---------- Material supplied
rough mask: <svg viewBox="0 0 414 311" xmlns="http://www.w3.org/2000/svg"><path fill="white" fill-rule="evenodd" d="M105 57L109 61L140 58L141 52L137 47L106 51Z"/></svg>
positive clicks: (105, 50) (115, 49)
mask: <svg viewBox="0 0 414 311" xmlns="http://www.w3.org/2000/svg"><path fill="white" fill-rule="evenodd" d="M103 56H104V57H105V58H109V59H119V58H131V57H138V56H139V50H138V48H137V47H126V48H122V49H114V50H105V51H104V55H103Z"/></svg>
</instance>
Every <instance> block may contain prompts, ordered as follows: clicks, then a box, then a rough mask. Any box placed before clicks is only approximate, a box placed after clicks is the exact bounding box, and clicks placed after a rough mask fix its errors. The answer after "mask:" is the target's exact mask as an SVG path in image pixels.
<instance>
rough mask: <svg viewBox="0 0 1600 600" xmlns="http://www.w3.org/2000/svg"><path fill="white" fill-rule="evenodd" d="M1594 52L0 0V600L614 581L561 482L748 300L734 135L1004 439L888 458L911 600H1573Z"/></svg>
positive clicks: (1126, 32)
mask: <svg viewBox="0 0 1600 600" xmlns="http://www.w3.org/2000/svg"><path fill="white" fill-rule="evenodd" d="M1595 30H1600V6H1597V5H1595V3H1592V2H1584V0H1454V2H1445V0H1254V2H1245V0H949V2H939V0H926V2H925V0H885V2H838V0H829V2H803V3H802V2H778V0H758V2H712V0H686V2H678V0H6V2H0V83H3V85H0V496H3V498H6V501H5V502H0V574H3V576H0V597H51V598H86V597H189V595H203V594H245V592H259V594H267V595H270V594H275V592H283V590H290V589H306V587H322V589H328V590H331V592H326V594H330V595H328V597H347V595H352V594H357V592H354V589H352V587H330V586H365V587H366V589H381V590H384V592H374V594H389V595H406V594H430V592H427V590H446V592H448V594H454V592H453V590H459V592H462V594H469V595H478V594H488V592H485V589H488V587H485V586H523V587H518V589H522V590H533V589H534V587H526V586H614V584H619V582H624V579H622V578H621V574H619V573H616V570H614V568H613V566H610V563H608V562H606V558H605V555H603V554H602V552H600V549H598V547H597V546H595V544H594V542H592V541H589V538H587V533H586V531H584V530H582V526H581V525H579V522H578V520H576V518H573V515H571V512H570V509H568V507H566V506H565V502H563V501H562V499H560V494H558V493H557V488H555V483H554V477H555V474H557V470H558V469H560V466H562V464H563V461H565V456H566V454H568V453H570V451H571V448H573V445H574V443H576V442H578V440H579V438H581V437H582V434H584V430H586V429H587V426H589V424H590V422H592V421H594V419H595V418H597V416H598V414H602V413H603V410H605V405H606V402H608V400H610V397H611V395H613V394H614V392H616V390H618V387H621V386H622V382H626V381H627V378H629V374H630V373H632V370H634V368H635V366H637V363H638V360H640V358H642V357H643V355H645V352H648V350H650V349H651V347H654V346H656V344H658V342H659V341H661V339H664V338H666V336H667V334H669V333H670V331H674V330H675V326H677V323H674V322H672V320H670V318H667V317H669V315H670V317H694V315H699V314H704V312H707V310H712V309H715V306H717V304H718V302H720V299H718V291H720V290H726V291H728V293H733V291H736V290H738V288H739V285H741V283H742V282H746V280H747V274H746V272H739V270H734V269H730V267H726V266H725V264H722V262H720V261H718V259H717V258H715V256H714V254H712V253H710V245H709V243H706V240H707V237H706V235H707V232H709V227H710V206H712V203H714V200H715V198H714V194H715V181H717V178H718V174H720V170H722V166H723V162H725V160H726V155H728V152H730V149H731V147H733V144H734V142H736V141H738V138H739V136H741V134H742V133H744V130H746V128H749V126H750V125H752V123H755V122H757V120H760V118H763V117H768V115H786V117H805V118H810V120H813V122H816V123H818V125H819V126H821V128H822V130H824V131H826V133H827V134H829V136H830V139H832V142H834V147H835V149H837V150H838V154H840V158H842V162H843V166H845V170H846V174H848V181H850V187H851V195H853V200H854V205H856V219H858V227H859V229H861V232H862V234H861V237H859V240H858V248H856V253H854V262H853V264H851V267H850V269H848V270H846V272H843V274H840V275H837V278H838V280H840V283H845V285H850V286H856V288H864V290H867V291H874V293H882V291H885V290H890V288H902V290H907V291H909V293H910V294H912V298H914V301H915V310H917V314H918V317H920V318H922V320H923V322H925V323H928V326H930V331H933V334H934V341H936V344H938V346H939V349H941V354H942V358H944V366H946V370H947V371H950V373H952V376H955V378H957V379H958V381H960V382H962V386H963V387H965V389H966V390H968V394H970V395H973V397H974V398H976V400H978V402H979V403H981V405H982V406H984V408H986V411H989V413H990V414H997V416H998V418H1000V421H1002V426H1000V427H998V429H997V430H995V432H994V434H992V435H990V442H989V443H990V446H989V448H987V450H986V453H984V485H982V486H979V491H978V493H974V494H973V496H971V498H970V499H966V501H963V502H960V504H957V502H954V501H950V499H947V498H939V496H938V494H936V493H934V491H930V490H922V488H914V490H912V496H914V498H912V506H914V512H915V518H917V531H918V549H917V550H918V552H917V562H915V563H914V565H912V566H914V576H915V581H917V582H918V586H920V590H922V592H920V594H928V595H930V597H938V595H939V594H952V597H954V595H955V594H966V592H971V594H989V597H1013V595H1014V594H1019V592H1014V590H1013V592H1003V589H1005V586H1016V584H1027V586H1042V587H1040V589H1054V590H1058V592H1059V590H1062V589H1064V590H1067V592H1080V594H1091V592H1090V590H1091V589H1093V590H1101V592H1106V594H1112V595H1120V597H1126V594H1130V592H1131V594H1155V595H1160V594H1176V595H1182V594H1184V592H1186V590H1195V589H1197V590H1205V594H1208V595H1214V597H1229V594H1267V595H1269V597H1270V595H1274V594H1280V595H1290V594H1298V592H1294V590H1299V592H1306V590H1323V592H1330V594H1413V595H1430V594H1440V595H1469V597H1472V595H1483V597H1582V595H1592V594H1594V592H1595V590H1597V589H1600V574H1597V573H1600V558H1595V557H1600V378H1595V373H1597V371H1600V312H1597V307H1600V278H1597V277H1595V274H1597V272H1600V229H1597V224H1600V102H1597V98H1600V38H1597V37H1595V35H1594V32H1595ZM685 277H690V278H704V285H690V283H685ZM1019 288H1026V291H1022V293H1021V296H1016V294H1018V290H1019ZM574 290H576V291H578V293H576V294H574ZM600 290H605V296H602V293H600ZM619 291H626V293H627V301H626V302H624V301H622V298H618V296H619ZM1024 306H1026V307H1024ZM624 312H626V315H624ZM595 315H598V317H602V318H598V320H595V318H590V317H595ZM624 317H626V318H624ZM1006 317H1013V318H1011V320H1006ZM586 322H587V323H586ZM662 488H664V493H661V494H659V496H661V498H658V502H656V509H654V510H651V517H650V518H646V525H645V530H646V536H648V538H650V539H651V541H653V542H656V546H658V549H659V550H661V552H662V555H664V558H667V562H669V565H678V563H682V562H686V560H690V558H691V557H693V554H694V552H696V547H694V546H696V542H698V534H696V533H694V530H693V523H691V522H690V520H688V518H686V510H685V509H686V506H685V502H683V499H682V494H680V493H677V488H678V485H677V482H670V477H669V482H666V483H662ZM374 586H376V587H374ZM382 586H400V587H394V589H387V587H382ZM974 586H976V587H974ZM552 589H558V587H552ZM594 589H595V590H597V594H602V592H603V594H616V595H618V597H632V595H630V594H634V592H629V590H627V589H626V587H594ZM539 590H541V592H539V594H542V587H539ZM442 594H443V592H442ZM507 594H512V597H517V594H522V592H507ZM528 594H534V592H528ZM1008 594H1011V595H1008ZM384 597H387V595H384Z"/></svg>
--------------------
Your assignment:
Reproduce every line of the records above verbatim, with nothing changed.

Task result:
rough mask: <svg viewBox="0 0 414 311" xmlns="http://www.w3.org/2000/svg"><path fill="white" fill-rule="evenodd" d="M105 57L109 61L140 58L141 52L137 47L106 51Z"/></svg>
positive clicks: (105, 50) (115, 49)
mask: <svg viewBox="0 0 414 311" xmlns="http://www.w3.org/2000/svg"><path fill="white" fill-rule="evenodd" d="M103 56H104V57H105V58H109V59H119V58H131V57H138V56H139V50H138V48H137V47H126V48H122V49H114V50H105V51H104V55H103Z"/></svg>
</instance>
Every <instance> block may contain prompts, ordered as follows: clicks, then a box, then a rough mask. Any box placed before clicks is only approximate, a box placed after clicks is the exact bounding box, and clicks placed after a rough mask fix its errors. The answer after "mask:" is the target's exact mask as an SVG path in image pixels.
<instance>
rough mask: <svg viewBox="0 0 1600 600" xmlns="http://www.w3.org/2000/svg"><path fill="white" fill-rule="evenodd" d="M1594 52L0 0V600L614 581L561 482L748 300L734 135L1004 439L888 458L911 600H1573Z"/></svg>
positive clicks: (1126, 32)
mask: <svg viewBox="0 0 1600 600" xmlns="http://www.w3.org/2000/svg"><path fill="white" fill-rule="evenodd" d="M1595 30H1600V6H1597V5H1595V3H1592V2H1584V0H1454V2H1445V0H1254V2H1245V0H949V2H939V0H926V2H925V0H885V2H838V0H829V2H803V3H802V2H778V0H758V2H712V0H686V2H678V0H6V2H0V83H3V85H0V496H3V498H6V501H5V502H0V574H3V576H0V597H51V598H86V597H189V595H203V594H245V592H259V594H267V595H270V594H275V592H283V590H290V589H306V587H322V589H328V590H331V592H326V594H330V595H328V597H347V595H352V594H357V592H354V589H352V587H330V586H365V587H366V589H381V590H384V592H374V594H389V595H406V594H430V592H427V590H446V592H448V594H454V592H453V590H459V592H462V594H469V595H478V594H488V592H485V589H488V587H485V586H523V587H518V589H522V590H533V589H534V587H526V586H614V584H619V582H624V579H622V578H621V574H619V573H616V570H614V568H613V566H610V563H608V562H606V558H605V555H603V554H602V552H600V549H598V547H597V546H595V544H594V542H592V541H589V538H587V533H586V531H584V530H582V526H581V525H579V522H578V520H576V518H573V515H571V512H570V509H568V507H566V506H565V502H563V501H562V499H560V494H558V493H557V488H555V483H554V477H555V474H557V470H558V469H560V466H562V464H563V461H565V456H566V454H568V453H570V451H571V448H573V445H574V443H576V442H578V440H579V438H581V437H582V434H584V430H586V429H587V426H589V424H590V422H592V421H594V419H595V418H597V416H598V414H602V413H603V410H605V405H606V402H608V400H610V397H611V395H613V394H614V392H616V390H618V387H621V386H622V382H626V381H627V378H629V374H630V373H632V370H634V368H635V366H637V363H638V360H640V358H642V357H643V355H645V352H648V350H650V349H651V347H654V346H656V344H658V342H659V341H661V339H664V338H666V336H667V334H669V333H670V331H674V330H675V326H677V323H674V322H672V320H670V318H667V317H669V315H670V317H694V315H699V314H704V312H707V310H712V309H715V306H717V304H718V302H720V299H718V291H720V290H726V291H728V293H733V291H736V290H738V288H739V285H741V283H742V282H746V280H747V274H746V272H739V270H734V269H730V267H726V266H725V264H722V262H720V261H718V259H717V258H715V256H714V254H712V253H710V245H709V243H706V240H707V237H706V235H707V232H709V227H710V206H712V203H714V200H715V198H714V194H715V181H717V178H718V174H720V170H722V166H723V162H725V160H726V155H728V152H730V149H731V147H733V144H734V142H736V141H738V138H739V136H741V134H742V133H744V130H746V128H749V126H750V125H752V123H755V122H757V120H760V118H763V117H768V115H786V117H805V118H810V120H813V122H816V123H818V125H819V126H821V128H822V130H824V131H826V133H827V134H829V136H830V139H832V142H834V147H835V149H837V150H838V154H840V158H842V162H843V166H845V170H846V174H848V181H850V187H851V195H853V200H854V205H856V219H858V227H859V229H861V232H862V234H861V237H859V240H858V248H856V253H854V262H853V264H851V267H850V269H848V270H846V272H843V274H840V275H837V278H838V280H840V283H845V285H850V286H856V288H864V290H867V291H874V293H882V291H885V290H890V288H902V290H907V291H909V293H910V294H912V298H914V301H915V310H917V314H918V317H920V318H922V320H923V322H925V323H928V326H930V331H933V334H934V341H936V344H938V346H939V349H941V354H942V358H944V366H946V370H947V371H950V373H952V376H955V378H957V379H958V381H960V382H962V386H963V387H965V389H966V390H968V394H970V395H973V397H974V398H976V400H978V402H979V403H981V405H982V406H984V408H986V411H989V413H990V414H997V416H998V418H1000V421H1002V426H1000V427H998V429H997V430H995V432H994V434H992V435H990V442H989V443H990V446H989V448H987V450H986V453H984V485H982V486H979V491H978V493H974V494H973V496H971V498H970V499H966V501H963V502H960V504H957V502H954V501H950V499H947V498H939V496H938V494H936V493H934V491H930V490H922V488H914V490H912V496H914V498H912V506H914V512H915V518H917V531H918V549H917V550H918V552H917V562H915V563H914V565H912V566H914V576H915V581H917V582H918V586H920V590H922V592H920V594H928V595H930V597H938V595H939V594H952V597H954V595H955V594H966V592H971V594H989V597H1013V595H1014V594H1019V592H1014V590H1013V592H1003V589H1005V586H1016V584H1027V586H1042V587H1040V589H1054V590H1058V592H1059V590H1062V589H1064V590H1067V592H1080V594H1091V592H1090V590H1091V589H1093V590H1101V592H1106V594H1112V595H1120V597H1126V594H1130V592H1131V594H1155V595H1160V594H1176V595H1182V594H1184V592H1186V590H1195V589H1197V590H1205V594H1208V595H1214V597H1229V594H1267V595H1269V597H1270V595H1274V594H1280V595H1290V594H1298V592H1294V590H1299V592H1306V590H1323V592H1330V594H1413V595H1430V594H1440V595H1469V597H1472V595H1483V597H1582V595H1592V594H1594V592H1595V590H1597V589H1600V574H1597V573H1600V558H1595V557H1600V378H1595V373H1597V371H1600V312H1597V307H1600V278H1597V277H1595V274H1597V272H1600V229H1597V224H1600V102H1597V98H1600V38H1597V37H1595V35H1594V32H1595ZM685 277H690V278H704V285H690V283H685ZM1019 288H1026V291H1022V293H1021V296H1016V294H1018V290H1019ZM574 290H576V291H578V293H576V294H574ZM600 290H605V296H602V293H600ZM619 291H626V293H627V301H626V302H624V301H622V298H618V296H619ZM1024 306H1026V307H1024ZM624 312H626V315H624ZM595 315H598V317H602V318H598V320H595V318H590V317H595ZM624 317H626V318H624ZM1006 317H1013V318H1011V320H1006ZM586 322H587V323H586ZM662 488H664V493H661V494H659V496H661V498H658V502H656V509H654V510H651V517H650V518H646V525H645V530H646V536H648V538H650V539H651V541H653V542H656V546H658V549H659V550H661V552H662V555H664V558H667V562H669V565H678V563H682V562H686V560H690V558H691V557H693V554H694V552H696V547H694V546H696V542H698V534H696V533H694V530H693V523H691V522H690V520H688V518H686V510H685V509H686V506H685V502H683V499H682V494H680V493H677V488H678V485H677V482H670V477H669V482H666V483H662ZM374 586H376V587H374ZM382 586H400V587H394V589H387V587H382ZM974 586H976V587H974ZM552 589H558V587H552ZM594 589H595V590H597V594H602V592H603V594H616V595H618V597H632V595H630V594H634V592H629V590H627V589H626V587H594ZM539 590H541V592H539V594H542V587H539ZM442 594H443V592H442ZM507 594H512V597H517V594H522V592H507ZM528 594H534V592H528ZM1008 594H1011V595H1008ZM384 597H387V595H384Z"/></svg>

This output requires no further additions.